• RECORDS SUPPLIED:
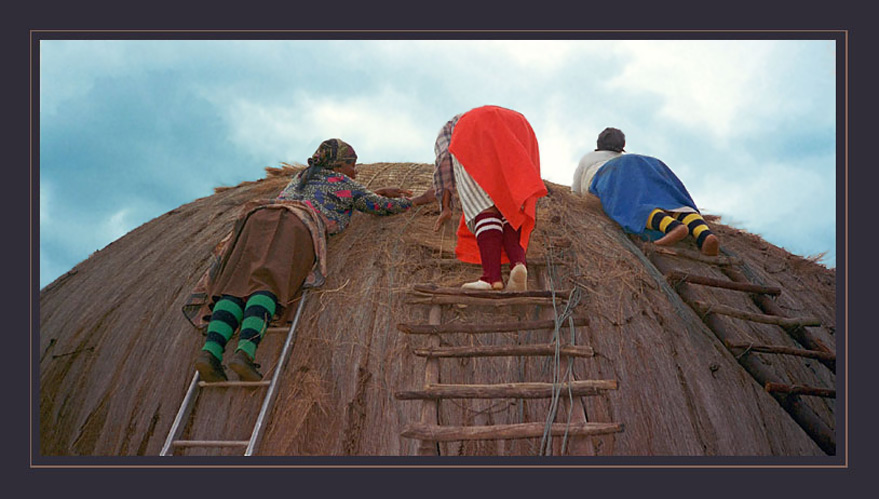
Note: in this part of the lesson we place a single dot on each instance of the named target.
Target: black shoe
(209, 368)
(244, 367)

---

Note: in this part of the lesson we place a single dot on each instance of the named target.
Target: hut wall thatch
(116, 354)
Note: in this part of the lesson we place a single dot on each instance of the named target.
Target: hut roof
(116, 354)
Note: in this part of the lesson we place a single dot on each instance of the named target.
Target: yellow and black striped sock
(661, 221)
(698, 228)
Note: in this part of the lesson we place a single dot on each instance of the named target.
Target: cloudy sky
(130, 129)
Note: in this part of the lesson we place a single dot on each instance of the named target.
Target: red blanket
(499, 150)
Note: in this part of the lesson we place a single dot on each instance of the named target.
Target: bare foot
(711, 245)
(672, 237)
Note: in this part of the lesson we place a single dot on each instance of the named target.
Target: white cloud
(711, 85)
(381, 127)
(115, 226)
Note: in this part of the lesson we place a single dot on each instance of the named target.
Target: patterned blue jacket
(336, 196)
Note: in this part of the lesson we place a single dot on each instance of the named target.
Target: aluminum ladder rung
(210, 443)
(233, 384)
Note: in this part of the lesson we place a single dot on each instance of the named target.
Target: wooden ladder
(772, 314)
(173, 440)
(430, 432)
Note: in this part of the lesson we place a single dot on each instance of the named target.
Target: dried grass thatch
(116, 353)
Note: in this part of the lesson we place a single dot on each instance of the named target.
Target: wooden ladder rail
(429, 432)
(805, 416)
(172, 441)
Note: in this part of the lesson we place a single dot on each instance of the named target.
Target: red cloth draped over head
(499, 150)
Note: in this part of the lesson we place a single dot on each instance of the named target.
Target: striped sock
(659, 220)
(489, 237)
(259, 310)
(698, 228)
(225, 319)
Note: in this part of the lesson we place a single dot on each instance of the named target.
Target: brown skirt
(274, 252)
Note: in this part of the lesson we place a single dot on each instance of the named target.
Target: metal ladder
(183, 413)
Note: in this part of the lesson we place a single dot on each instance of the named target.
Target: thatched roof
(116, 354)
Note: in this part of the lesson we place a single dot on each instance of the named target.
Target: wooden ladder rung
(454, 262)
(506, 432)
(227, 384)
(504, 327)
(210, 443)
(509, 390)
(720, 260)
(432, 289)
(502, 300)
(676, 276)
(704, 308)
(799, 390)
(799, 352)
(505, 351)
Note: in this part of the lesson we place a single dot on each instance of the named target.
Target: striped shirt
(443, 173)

--

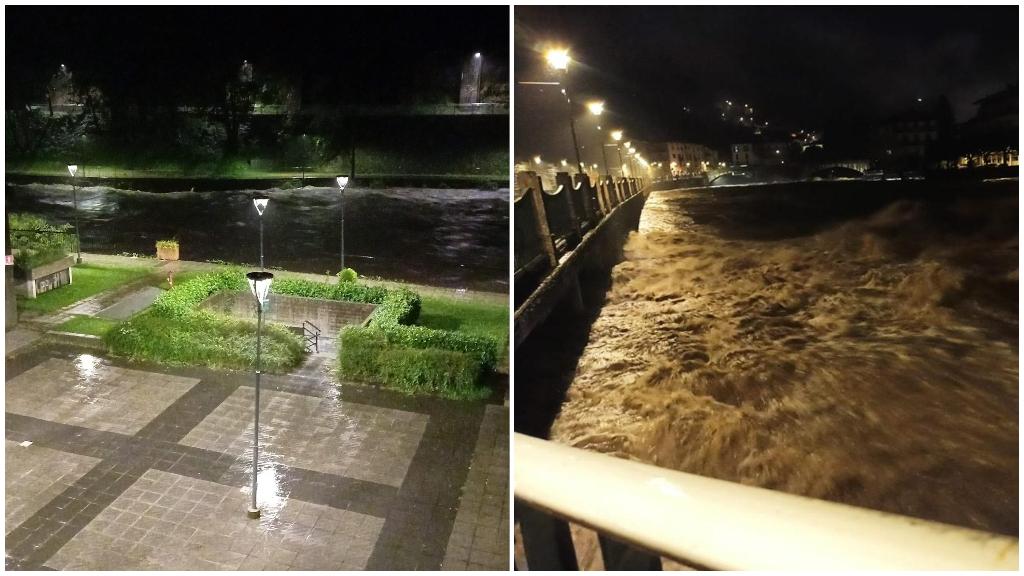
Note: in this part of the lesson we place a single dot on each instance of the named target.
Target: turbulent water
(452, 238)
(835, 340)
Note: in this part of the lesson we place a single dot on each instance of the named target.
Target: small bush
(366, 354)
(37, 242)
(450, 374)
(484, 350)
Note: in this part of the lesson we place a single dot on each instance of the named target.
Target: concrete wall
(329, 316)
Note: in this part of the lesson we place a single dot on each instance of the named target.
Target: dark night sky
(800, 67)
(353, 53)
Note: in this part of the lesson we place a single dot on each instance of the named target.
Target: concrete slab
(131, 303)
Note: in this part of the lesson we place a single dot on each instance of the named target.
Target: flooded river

• WHAT IS REQUIRED: Set down, unchanged, only those lines above that fall between the line with "Target: small bush" and the line with "Target: flooded river", the two end lines included.

• ANSWER BOX:
Target: small bush
(366, 354)
(37, 242)
(450, 374)
(484, 350)
Note: in this part of the lesson we place a single dot on each instance of the named target.
Target: concrete wall
(329, 316)
Note: in this part of the lesson we place a single dot on each instance of the named target.
Target: dark night sky
(800, 67)
(353, 53)
Note: in this part of the lesson we place a single dot on each instance of the named target.
Target: concrete slab
(131, 303)
Note: in this part of the lesson we place a single dot on each instance of the named target.
Target: flooded river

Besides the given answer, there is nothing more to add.